Voilà 10 ans déjà que la sonde spatiale Cassini explore avec succès les mondes de Saturne. Outre les images extraordinaires du « seigneur des anneaux » et les gros plans de ses satellites naturels, les scientifiques doivent à la mission plusieurs découvertes majeures comme les pluies et les lacs sur Titan, les geysers d'Encelade, etc. Retour sur cette grande aventure qui associe les agences spatiales états-uniennes et européennes.

* Matériel fourni:
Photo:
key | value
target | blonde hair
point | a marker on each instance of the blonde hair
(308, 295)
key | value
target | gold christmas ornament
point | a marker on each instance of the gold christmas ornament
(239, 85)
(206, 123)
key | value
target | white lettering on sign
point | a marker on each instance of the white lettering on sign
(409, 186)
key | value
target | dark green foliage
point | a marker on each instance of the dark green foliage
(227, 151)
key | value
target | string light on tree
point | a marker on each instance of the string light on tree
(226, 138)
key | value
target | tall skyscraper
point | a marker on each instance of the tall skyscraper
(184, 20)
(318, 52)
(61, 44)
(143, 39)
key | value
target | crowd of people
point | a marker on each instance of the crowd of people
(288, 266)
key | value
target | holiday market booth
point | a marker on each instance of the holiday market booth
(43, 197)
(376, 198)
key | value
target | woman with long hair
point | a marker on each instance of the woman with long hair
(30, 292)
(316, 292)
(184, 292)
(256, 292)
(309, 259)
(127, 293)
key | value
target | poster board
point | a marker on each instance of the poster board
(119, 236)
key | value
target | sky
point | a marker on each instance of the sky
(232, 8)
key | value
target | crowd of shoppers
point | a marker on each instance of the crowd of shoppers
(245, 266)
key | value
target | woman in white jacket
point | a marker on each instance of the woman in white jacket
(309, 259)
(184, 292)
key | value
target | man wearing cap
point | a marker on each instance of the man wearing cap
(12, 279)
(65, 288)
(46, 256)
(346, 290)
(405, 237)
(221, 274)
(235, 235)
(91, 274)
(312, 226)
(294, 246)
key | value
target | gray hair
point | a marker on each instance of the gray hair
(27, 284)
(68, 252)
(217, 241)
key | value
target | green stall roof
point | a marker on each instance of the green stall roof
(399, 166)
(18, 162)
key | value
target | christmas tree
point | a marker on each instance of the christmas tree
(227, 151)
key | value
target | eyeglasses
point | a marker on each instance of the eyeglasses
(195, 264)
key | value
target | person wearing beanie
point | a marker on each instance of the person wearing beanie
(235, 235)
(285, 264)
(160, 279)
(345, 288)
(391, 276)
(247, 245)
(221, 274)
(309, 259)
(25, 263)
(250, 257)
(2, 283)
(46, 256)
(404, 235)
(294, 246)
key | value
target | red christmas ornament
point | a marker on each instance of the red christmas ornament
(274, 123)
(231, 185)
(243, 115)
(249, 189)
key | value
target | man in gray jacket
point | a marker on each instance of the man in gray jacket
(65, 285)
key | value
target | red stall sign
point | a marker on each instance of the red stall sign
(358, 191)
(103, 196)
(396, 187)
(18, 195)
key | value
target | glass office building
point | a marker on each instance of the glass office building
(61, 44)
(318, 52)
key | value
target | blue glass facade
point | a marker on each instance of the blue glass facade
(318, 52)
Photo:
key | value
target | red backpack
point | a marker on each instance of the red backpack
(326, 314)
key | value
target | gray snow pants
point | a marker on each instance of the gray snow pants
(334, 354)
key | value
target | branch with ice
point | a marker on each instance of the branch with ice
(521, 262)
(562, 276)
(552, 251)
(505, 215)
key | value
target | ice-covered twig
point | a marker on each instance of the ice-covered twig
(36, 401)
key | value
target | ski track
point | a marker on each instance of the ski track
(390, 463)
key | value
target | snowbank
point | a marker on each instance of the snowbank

* Tâches et exercices:
**a)** Reproduisez le texte sur Cassini depuis « Voilà 10 ans » jusqu'à « états-uniennes et européennes. » inclus.
**b)** Relevez, s'il vous plaît, tous les corps célestes désignés par leur nom dans le texte sur Cassini.

* Les réponses:
**a)**
Voilà 10 ans déjà que la sonde spatiale Cassini explore avec succès les mondes de Saturne. Outre les images extraordinaires du « seigneur des anneaux » et les gros plans de ses satellites naturels, les scientifiques doivent à la mission plusieurs découvertes majeures comme les pluies et les lacs sur Titan, les geysers d'Encelade, etc. Retour sur cette grande aventure qui associe les agences spatiales états-uniennes et européennes.

**b)** Saturne, Titan, Encelade